## TEXTO DE LECTURA
★ ★ ★ ★ ★

Martes: Desperté cerca de las diez. De nuevo el ritual del fuego, ahora sólo para calentar agua. Tuve que emplear el jabón de aseo personal para lavar los trastes, primera cosa que debo considerar a la vuelta a San Rafael el próximo lunes. Tomé café.
Por primera vez sentí la soledad absoluta y a kilómetros a la redonda, aún no han subido por leña. Di caminatas de reconocimiento sin alejarme demasiado de mis cosas. Mientras avanzaba la idea de la comida campestre me resultaba muy atractiva así que de las chozas entonces solas tomé prestada una varilla que supongo ocupan para atizar y acomodar la leña (está tiznada en una punta).
La lavé. Con la navaja y el machete logré atravesar la pierna del pollo y la atravesé antecedida y precedida por una mitad de papa a cada lado. Barnicé mi rudimentaria brocheta con aceite y la sazoné con no poca sal para ponerla al fuego que desde la mañana conservaba. Ahora que escribo, la comida sabe mejor que en ese entonces, las papas se quemaron con rapidez y al pollo le faltó cocción al centro pero nada que no se pudiera comer. Las tortillas salvaron la mesa. De nuevo y por tercera vez tomé café, ahora con leche, esta sería mi segunda consideración al bajar al pueblo, un poco de té no caería mal.
Con tiempo de sobra ordené cada cosa. Se me ocurrió, para mantener comestibles las carnes meter todas en una bolsa que a su vez metí en otra, ambas perfectamente cerradas y sin hoyos. Amarré la punta a mi varilla y ésta la clave cerca de la bajada de agua por lo que la bolsa quedaba constantemente bañada. Con esa baja temperatura podía contar ya con un refrigerador medieval.

★ ★ ★ ★ ★

## DATOS PROPORCIONADOS
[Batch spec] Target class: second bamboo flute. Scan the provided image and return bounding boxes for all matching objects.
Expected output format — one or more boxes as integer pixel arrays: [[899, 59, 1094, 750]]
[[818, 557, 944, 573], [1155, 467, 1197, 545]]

★ ★ ★ ★ ★

## LISTA DE TAREAS
(1) Según el texto de lectura, ¿qué fue lo que salvó la mesa en la comida del martes?
(2) Prolonga el texto de lectura a partir de su última oración.
El listado no guarda relación alguna con el texto de lectura.

## RESULTADOS FINALES
(1) Las tortillas.

(2)
Todo lo demás quedaría dentro de la casa, que siendo diseñada para guardar a cuatro personas me ofrecía suficiente espacio.
Por otro lado y aunque mi idea primera era la de una especie de letrina, la realidad (falta de herramienta, exceso de frío y vegetación abundante) modificó el proyecto. A unos 20 metros de la casa y con el método felino decidí cavar un hoyo a la vez para después taparlo.
Aproveché después el sol de la tarde para lavarme la cabeza, los brazos y los pies. Aún no me animaba (quizá porque aún no lo requería) a un baño de cuerpo entero.
El resto del día lo pasé tomando café y leyendo La pasión de dos volcanes. Ojalá me logre explicar, resulta demasiado extraño leer leyendas, historias, puntos de vista que a veces se perciben lejanos, sobre míticos lugares, estando en el lugar mismo, sintiendo ese carácter extraordinario en carne propia. Me imagino que si alguien pudiera leer el códice florentino o las cartas de relación de Hernán Cortés, caminando al pie de los lagos de la gran Tenochtitlán entendería de lo que estoy hablando.
Así se pasó la tarde. Tomé un poco de café con leche antes de acostarme a dormir.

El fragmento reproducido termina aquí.